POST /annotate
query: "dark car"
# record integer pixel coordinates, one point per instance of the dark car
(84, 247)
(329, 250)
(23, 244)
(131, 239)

# [What to do]
Word for word, restate each of the records above.

# [Your solution]
POST /annotate
query: "dark car"
# record integer pixel coordinates, one point per instance of the dark car
(84, 247)
(329, 250)
(23, 244)
(131, 239)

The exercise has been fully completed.